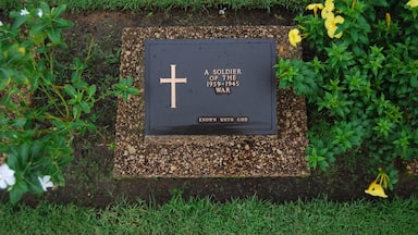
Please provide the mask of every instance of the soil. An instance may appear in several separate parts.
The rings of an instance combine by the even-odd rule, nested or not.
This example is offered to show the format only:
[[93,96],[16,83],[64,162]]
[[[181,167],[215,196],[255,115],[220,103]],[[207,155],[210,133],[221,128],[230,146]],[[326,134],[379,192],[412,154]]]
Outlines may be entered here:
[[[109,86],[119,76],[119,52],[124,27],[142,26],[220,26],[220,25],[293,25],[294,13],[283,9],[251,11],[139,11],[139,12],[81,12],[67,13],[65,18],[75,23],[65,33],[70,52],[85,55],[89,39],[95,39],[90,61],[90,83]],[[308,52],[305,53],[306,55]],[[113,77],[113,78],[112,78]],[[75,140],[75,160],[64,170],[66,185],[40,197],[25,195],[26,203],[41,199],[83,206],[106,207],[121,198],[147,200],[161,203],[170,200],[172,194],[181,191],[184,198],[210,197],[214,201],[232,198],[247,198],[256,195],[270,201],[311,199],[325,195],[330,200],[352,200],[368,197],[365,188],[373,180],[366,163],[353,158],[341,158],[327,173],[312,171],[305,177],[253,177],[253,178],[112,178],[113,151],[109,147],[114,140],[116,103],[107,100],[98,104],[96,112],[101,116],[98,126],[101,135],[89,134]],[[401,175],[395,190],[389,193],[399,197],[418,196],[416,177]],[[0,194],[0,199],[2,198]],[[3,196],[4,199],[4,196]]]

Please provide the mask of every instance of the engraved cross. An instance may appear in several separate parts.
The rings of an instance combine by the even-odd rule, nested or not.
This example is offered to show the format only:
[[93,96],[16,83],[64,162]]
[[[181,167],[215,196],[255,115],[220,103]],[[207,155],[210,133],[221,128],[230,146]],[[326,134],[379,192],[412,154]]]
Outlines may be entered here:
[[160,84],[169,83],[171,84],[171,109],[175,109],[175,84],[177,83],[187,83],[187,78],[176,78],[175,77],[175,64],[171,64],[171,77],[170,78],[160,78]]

......

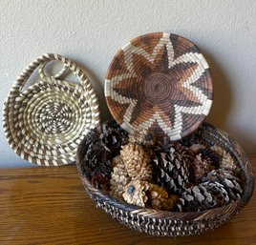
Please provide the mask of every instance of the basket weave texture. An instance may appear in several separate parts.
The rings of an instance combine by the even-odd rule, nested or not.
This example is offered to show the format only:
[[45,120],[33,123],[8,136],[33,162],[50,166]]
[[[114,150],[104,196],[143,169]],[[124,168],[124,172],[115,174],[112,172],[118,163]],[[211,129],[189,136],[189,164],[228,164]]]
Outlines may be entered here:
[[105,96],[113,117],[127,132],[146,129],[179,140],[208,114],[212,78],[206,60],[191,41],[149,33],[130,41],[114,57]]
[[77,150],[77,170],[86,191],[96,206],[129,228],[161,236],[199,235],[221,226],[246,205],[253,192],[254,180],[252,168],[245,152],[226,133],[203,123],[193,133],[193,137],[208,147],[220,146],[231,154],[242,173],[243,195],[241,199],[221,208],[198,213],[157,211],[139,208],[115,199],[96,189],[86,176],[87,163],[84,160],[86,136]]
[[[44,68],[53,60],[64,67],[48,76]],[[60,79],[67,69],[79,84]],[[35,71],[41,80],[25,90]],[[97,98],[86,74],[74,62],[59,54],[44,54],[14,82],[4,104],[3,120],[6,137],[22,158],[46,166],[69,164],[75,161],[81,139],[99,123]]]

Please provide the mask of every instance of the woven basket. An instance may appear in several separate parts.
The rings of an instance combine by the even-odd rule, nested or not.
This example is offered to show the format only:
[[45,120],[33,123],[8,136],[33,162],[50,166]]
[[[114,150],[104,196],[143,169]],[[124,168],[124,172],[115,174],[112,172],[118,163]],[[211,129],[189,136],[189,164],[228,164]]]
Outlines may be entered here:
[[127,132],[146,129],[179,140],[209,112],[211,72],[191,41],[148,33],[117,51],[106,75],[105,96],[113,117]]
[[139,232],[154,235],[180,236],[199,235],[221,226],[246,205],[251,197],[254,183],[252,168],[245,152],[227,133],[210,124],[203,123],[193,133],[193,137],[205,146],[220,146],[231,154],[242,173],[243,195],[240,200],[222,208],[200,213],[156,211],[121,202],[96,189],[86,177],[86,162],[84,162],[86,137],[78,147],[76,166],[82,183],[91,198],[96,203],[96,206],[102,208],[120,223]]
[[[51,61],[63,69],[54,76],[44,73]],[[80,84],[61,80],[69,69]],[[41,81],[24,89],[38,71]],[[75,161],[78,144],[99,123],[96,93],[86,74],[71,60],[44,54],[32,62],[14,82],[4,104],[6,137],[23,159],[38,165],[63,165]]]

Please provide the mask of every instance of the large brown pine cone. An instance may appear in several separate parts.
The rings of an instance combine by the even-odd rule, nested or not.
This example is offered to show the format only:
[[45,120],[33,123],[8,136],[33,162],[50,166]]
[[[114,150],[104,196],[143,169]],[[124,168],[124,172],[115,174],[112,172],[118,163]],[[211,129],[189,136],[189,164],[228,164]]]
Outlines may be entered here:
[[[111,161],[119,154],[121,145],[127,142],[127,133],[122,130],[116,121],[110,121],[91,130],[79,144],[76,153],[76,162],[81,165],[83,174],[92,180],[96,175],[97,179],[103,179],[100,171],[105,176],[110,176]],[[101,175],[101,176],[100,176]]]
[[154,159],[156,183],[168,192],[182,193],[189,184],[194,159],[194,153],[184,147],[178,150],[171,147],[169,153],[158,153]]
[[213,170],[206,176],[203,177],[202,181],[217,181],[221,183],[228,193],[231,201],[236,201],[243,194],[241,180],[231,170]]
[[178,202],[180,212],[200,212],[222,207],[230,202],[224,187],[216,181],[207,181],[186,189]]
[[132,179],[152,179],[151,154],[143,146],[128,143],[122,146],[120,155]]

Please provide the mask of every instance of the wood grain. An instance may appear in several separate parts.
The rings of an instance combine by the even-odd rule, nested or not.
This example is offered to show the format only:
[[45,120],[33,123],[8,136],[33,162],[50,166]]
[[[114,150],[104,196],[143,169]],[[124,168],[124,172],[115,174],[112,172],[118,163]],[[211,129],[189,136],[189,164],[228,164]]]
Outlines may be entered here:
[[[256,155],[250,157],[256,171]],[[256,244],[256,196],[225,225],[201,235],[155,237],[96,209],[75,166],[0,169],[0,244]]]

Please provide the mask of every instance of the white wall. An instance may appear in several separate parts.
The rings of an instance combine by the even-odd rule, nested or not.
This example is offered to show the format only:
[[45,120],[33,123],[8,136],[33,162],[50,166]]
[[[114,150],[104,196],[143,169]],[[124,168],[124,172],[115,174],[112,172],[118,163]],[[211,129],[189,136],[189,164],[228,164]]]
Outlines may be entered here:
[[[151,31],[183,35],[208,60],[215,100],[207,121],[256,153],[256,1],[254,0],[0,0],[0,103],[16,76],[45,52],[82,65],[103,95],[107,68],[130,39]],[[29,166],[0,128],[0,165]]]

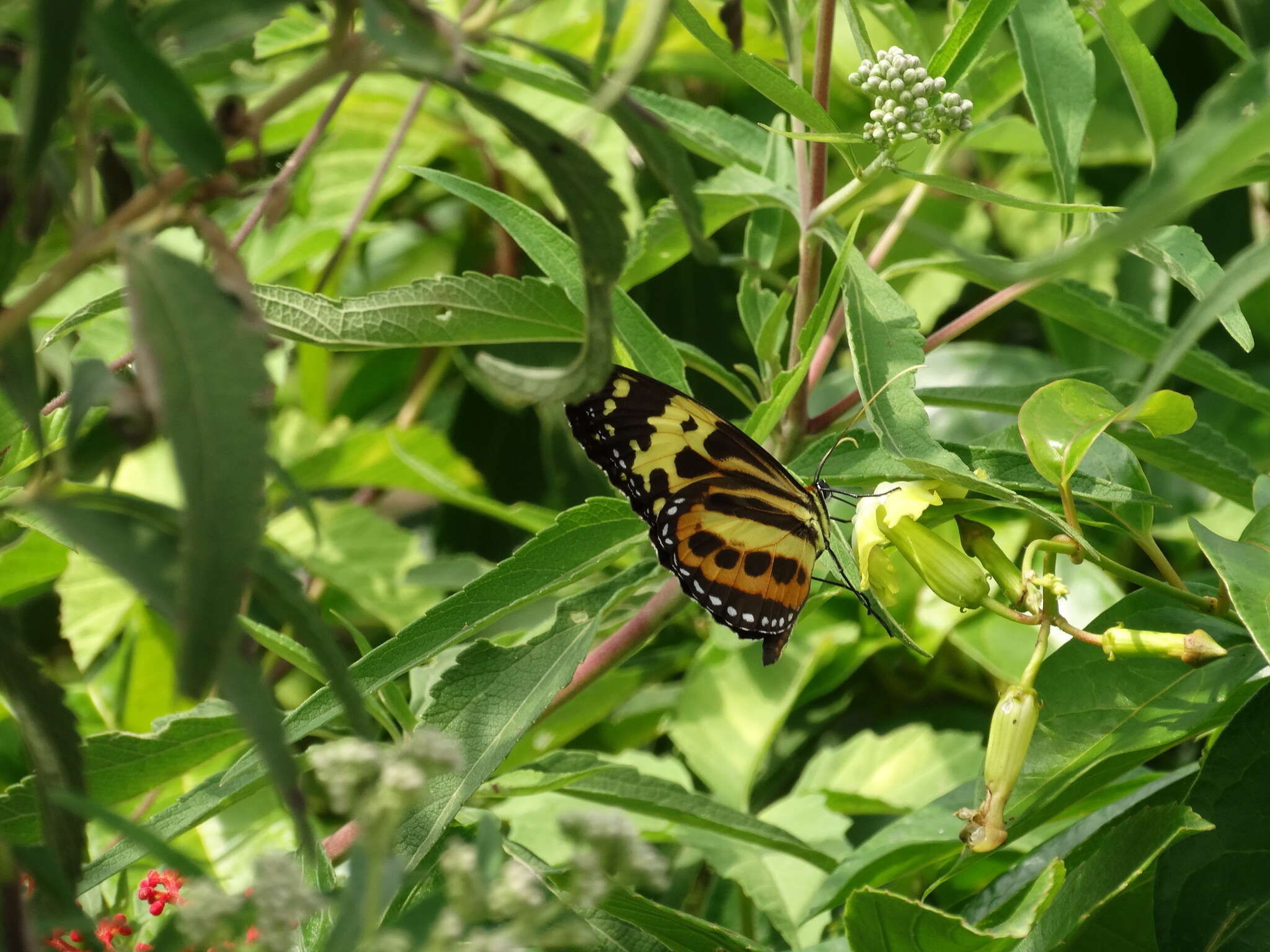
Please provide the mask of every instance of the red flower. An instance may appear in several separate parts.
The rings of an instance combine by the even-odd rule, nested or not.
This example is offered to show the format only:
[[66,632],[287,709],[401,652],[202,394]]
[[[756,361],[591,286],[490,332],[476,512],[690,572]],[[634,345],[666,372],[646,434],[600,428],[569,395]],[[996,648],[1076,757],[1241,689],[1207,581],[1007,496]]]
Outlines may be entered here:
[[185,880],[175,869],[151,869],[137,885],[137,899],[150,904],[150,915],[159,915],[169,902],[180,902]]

......

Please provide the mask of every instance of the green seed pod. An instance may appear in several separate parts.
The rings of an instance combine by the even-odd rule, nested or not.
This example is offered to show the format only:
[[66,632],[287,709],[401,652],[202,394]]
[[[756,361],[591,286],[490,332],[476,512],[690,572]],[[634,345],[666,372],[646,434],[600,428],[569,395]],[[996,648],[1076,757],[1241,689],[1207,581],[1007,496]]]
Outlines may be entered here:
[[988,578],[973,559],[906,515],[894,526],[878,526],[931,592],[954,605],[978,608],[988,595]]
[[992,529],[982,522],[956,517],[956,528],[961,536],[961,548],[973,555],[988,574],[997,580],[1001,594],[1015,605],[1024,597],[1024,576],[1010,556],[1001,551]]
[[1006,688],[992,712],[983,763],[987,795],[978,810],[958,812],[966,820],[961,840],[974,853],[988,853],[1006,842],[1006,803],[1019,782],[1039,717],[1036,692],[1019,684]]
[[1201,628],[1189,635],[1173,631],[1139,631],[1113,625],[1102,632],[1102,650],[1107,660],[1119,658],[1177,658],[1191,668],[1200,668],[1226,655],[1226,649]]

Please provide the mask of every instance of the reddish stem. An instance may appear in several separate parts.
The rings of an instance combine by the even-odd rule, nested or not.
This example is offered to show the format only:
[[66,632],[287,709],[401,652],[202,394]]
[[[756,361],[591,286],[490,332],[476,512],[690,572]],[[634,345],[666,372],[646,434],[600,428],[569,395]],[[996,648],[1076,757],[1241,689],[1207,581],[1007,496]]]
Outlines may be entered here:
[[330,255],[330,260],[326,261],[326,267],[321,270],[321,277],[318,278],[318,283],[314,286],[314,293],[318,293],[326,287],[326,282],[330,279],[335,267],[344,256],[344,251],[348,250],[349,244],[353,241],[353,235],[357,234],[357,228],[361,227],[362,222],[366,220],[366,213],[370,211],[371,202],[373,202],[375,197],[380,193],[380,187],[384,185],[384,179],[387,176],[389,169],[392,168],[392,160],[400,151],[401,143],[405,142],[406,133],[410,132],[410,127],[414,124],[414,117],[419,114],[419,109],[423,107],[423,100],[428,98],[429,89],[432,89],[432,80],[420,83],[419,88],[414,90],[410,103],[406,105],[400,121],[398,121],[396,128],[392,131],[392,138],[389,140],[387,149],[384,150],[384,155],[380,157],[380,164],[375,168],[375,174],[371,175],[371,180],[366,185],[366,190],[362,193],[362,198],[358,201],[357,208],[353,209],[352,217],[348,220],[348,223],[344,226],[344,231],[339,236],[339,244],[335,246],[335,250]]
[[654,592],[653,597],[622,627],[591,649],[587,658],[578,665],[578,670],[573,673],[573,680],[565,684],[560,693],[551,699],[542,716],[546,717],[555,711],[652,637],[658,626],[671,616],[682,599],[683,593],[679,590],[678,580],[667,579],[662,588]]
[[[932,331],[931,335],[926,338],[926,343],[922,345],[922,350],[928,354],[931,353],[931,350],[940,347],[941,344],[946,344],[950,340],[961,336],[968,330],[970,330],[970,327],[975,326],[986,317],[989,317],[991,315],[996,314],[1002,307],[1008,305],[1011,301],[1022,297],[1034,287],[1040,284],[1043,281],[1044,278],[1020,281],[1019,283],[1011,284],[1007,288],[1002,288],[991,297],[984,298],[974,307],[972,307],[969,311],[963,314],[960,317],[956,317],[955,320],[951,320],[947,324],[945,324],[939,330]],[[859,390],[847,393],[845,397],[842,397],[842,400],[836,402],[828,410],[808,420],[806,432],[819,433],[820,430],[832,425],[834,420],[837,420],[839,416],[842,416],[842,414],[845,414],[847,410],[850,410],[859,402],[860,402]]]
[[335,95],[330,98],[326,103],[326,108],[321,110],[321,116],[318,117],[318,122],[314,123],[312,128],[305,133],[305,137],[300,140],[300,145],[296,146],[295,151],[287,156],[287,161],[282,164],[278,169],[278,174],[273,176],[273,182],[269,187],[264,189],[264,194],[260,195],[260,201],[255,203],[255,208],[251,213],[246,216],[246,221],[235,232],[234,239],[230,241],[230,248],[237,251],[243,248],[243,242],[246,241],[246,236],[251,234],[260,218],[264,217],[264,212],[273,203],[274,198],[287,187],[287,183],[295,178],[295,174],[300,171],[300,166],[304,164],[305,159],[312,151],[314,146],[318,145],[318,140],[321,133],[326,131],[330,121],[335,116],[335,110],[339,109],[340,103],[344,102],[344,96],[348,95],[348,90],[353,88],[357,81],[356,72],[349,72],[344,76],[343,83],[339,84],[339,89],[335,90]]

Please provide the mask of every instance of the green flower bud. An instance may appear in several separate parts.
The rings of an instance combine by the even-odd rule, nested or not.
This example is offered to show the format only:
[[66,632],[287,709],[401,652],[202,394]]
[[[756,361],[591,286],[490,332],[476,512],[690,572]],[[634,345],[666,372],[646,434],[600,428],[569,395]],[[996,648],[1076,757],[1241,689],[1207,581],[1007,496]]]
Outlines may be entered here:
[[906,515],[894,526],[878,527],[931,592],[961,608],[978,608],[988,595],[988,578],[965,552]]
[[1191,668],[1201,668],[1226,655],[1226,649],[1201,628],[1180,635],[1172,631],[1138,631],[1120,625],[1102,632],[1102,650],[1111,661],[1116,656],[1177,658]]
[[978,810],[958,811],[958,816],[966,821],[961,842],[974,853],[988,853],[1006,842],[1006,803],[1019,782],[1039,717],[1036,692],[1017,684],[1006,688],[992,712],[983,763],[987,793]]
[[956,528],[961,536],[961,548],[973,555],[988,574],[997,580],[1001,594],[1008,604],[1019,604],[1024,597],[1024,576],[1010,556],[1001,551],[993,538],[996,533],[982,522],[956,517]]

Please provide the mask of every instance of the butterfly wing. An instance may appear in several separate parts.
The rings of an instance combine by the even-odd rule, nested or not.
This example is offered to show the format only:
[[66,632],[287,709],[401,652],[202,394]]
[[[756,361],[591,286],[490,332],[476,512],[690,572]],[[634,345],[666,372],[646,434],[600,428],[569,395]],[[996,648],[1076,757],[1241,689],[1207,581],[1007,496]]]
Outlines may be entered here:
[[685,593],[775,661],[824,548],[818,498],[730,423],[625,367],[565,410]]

......

Task to complete → Gather every row above that contains the word "green" and copy each one out in full.

Correct response →
Please provide the mask of every instance of the green seed pod. An instance may appear in several separate parts.
Please provide the mask of every instance of the green flower bud. An instance may appear in several separate parts.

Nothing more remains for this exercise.